Tasks and exercises:
1. List every year that appears in the game report.
2. Return the passage of the game report from "Cishek tried to" up to and including "left-hander Patrick Corbin.", copied exactly.

===== Document =====

It took only four at-bats for Hays to make history, also joining Brooks Robinson in 1960, Cal Ripken Jr. in 1984, Aubrey Huff in 2007 and Felix Pie in 2009. No one else did it in six innings.
"It's unbelievable," said manager Brandon Hyde. "That's incredible. What a special night and a beyond incredible accomplishment for a player to do something like that."
Tonight marked the third time that a player has hit for the cycle against the Nationals. Charlie Blackmon (2018) and Jake Cronenworth (2021) are the others.
Cishek tried to get three sliders past Hays, who reached on an infield single in the first, homered in the third and had a standup triple off the right field fence in the fourth against left-hander Patrick Corbin.
"We had the rain delay, so we came back inside. It was unclear if we were going to be able to go back out and finish the game or not," Hays said. "I think I was six or seven spots away, so I wasn't sure, with more rain coming, if I was even going to get the opportunity.
"It was crazy. I was definitely thinking about it. I was just thinking about getting a slider that was hanging over the middle of the plate and hitting it to left-center, and sure enough, Cishek hung a slider right there and I was able to hit the line drive to left-center. It was a really cool feeling. Goosebumps hit me right as I was touching second base. Nothing else to do but just point up to the sky and thank God for the opportunity for that. It was a really cool moment."

===== Provided material =====

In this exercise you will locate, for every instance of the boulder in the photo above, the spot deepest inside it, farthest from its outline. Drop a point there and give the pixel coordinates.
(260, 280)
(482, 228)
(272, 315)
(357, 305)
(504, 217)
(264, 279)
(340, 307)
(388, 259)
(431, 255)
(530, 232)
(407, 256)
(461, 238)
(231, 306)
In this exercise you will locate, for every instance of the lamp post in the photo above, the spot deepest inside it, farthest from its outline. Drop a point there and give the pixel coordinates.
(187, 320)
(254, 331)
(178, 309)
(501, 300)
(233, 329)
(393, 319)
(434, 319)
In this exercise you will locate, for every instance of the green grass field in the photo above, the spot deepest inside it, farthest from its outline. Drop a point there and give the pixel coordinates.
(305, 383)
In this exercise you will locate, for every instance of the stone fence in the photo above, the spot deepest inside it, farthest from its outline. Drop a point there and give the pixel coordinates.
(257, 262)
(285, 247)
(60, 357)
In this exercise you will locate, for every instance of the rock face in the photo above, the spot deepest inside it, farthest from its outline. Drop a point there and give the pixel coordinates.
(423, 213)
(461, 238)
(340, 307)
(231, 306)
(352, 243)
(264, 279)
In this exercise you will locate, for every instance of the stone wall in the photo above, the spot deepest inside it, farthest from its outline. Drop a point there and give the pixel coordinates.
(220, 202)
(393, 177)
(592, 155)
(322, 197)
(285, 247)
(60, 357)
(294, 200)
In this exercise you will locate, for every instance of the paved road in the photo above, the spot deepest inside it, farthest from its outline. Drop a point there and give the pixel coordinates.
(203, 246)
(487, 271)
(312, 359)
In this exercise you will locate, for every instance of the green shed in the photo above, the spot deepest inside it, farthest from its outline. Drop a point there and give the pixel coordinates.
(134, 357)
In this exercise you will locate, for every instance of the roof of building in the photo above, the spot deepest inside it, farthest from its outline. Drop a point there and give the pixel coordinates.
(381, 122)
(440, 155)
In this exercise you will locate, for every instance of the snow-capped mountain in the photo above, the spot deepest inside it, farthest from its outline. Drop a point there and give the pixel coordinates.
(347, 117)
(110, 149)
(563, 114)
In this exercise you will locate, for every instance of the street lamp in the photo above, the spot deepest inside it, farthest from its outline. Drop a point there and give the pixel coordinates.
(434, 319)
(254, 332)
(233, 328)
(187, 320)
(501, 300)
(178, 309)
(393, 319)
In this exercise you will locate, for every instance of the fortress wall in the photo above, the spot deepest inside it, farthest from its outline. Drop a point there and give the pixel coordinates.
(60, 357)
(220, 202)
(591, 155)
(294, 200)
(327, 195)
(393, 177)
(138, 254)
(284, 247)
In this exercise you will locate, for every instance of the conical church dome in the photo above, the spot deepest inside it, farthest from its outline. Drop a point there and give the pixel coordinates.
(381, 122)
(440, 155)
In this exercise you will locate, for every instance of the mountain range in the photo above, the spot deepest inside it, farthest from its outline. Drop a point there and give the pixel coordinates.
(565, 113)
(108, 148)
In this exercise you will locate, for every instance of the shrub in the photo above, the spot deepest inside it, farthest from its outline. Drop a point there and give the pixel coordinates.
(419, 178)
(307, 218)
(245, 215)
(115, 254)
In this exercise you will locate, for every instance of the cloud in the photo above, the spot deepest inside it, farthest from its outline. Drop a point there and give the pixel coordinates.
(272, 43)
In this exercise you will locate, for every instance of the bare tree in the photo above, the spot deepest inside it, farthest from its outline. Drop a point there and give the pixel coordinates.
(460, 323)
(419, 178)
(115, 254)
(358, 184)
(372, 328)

=====

Responses to the exercise:
1. 1960, 1984, 2007, 2009, 2018, 2021

2.
Cishek tried to get three sliders past Hays, who reached on an infield single in the first, homered in the third and had a standup triple off the right field fence in the fourth against left-hander Patrick Corbin.